### Given data
■ ■ ■

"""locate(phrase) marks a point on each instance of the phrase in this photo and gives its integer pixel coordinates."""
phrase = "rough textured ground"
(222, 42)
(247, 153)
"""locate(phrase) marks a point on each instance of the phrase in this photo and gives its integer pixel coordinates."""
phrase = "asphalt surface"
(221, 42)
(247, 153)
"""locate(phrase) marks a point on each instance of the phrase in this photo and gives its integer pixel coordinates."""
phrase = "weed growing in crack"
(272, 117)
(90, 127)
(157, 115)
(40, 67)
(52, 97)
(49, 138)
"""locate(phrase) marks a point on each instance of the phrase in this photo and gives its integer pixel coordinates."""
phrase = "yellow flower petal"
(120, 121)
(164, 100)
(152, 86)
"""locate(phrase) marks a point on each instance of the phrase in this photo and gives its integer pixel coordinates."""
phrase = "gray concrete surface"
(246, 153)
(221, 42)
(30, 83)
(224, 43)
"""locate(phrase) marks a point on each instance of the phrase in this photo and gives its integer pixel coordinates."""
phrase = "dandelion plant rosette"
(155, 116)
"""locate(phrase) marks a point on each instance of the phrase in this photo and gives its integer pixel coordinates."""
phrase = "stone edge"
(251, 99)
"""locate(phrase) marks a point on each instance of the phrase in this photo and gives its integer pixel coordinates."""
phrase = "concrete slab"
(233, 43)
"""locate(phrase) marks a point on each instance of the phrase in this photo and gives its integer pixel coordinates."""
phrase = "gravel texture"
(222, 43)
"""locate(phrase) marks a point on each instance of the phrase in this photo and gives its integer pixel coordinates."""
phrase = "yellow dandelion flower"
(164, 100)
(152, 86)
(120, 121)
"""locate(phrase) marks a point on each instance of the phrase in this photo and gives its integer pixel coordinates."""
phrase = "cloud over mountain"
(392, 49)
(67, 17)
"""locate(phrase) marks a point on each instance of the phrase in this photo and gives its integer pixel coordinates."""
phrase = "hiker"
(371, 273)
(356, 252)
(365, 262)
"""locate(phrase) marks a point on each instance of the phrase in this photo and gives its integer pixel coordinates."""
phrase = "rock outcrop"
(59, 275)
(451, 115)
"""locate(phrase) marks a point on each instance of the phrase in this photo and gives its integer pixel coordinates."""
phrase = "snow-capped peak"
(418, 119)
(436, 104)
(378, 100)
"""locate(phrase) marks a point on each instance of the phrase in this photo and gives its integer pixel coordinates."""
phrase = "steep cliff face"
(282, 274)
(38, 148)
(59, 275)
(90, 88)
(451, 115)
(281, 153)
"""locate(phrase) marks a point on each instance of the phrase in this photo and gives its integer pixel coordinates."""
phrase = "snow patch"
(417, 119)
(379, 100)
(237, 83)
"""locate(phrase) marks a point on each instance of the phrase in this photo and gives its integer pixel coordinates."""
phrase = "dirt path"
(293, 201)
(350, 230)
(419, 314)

■ ■ ■

### What the task asks
Print the records above exactly. Omit nothing.

### Solution to the problem
"""locate(phrase) marks a point on each instance of the phrase in this photo and gives its integer pixel coordinates."""
phrase = "rough textured ground"
(222, 42)
(247, 153)
"""locate(phrase) marks a point on each instance of the phrase in this photo and gives its integer pixel coordinates."""
phrase = "asphalt surface"
(221, 42)
(247, 153)
"""locate(phrase) marks a point on each instance of the phrase in this photo and gives its integer pixel coordinates."""
phrase = "weed growing in crack"
(272, 117)
(90, 127)
(157, 115)
(40, 67)
(52, 97)
(49, 138)
"""locate(phrase) marks a point on each instance of the phrase in this photo and gives its integer pixel coordinates."""
phrase = "yellow flower petal"
(120, 121)
(164, 100)
(152, 86)
"""locate(phrase) marks a point on each instance of the phrase in this photo and gives its integer pixel coordinates."""
phrase = "gray concrete surface"
(246, 153)
(221, 42)
(30, 83)
(224, 43)
"""locate(phrase) marks a point on each instance of the phrase in this photo and gives its integer pixel coordinates."""
phrase = "dandelion plant rosette"
(155, 116)
"""locate(phrase) marks a point on each instance of the phrase in this photo and gives its integer pixel coordinates."""
phrase = "stone edge"
(251, 99)
"""locate(phrase) marks a point on each instance of the phrase in this photo and gives its integer pixel coordinates."""
phrase = "concrete slab"
(233, 43)
"""locate(phrase) marks a point on each instance of the phrase in this photo and gives its integer pixel coordinates."""
phrase = "gravel texture"
(222, 43)
"""locate(phrase) marks a point on each instance of the phrase in this photo and gives its integer pixel coordinates."""
phrase = "yellow dandelion flower"
(164, 100)
(152, 86)
(120, 121)
"""locate(phrase) marks a point on each instance of the phrase in this photo and gives its integer pixel coordinates."""
phrase = "cloud over mountain"
(392, 49)
(67, 17)
"""locate(phrase) marks a point on each instance of the phrase in this photo and gives its integer pixel coordinates."""
phrase = "hiker"
(371, 273)
(356, 252)
(365, 262)
"""locate(phrase) marks a point on each instance of the phrase in this photo and gives its integer pixel coordinates."""
phrase = "rock outcrop"
(59, 275)
(451, 115)
"""locate(phrase) marks a point on each instance of the phrase in this photo and gives its integer pixel coordinates."""
phrase = "snow-capped peak"
(418, 119)
(436, 104)
(378, 100)
"""locate(phrase) marks a point on each instance of the phrase in this photo and gives its integer pixel coordinates."""
phrase = "steep cliff face"
(282, 274)
(38, 148)
(59, 275)
(90, 88)
(451, 115)
(281, 153)
"""locate(phrase) marks a point on each instance of the phrase in this photo and gives its integer pixel coordinates."""
phrase = "snow patch"
(417, 119)
(379, 100)
(237, 83)
"""locate(phrase) marks a point on each instance of the phrase in this photo and gives its integer pixel coordinates."""
phrase = "dirt path"
(293, 201)
(350, 230)
(419, 314)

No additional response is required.